Coordinate annotation records
+--
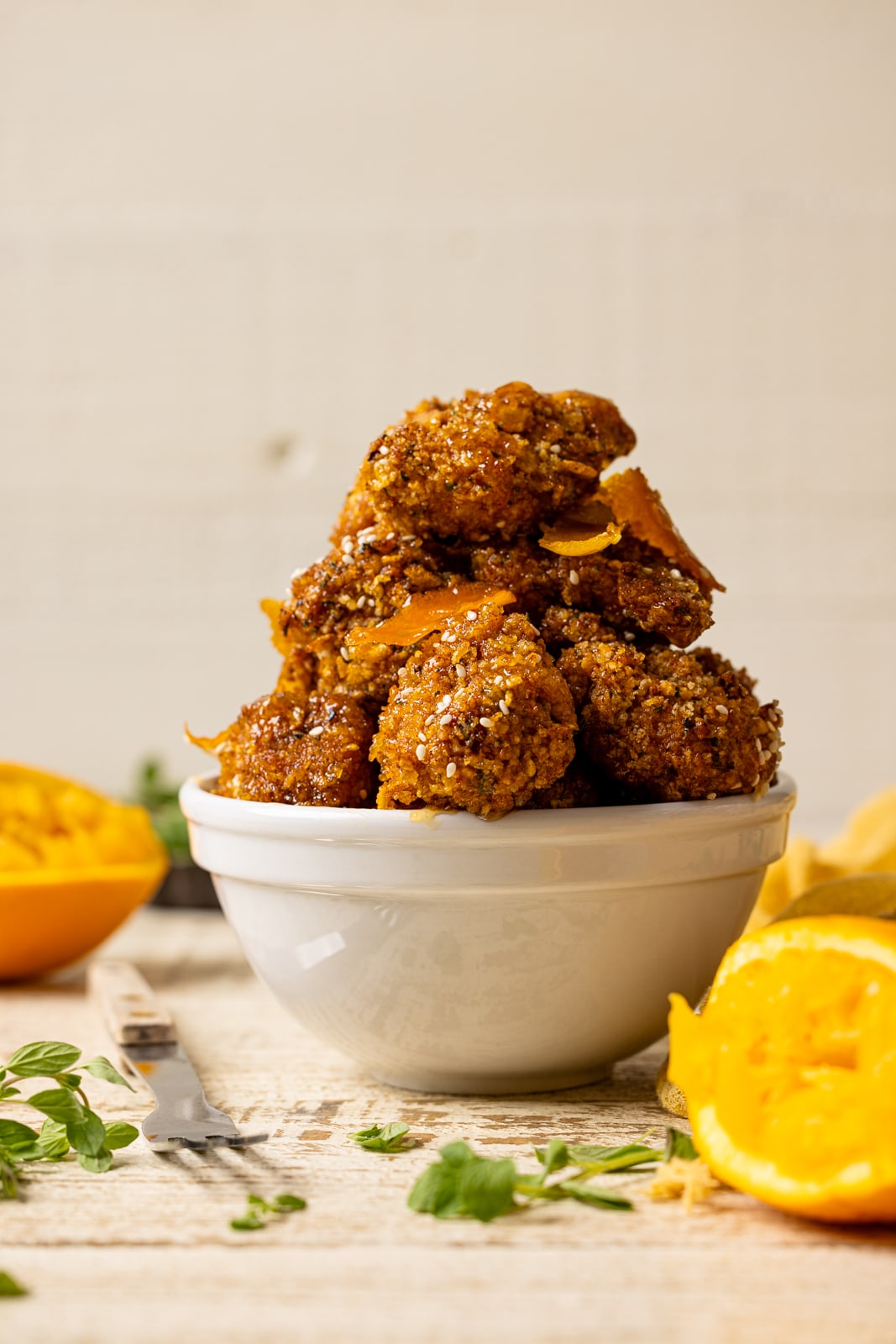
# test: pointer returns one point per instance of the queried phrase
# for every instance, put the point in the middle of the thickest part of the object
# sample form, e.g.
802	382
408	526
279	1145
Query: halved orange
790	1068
+--
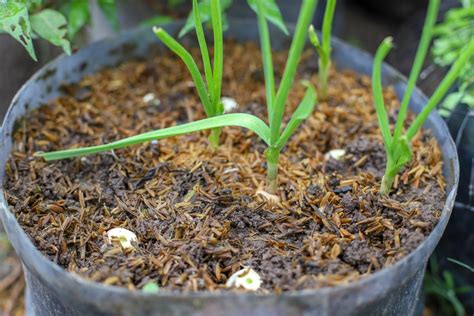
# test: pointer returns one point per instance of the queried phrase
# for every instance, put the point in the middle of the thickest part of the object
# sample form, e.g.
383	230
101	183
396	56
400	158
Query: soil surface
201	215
+--
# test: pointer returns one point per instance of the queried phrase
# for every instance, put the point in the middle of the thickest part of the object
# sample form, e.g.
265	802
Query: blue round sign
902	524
+--
GIVEN INSTRUCTION
List each line of the records that contains the word "Query".

RESPONSE TO THE EXERCISE
Query: halved orange
Query: soil surface
Query: blue round sign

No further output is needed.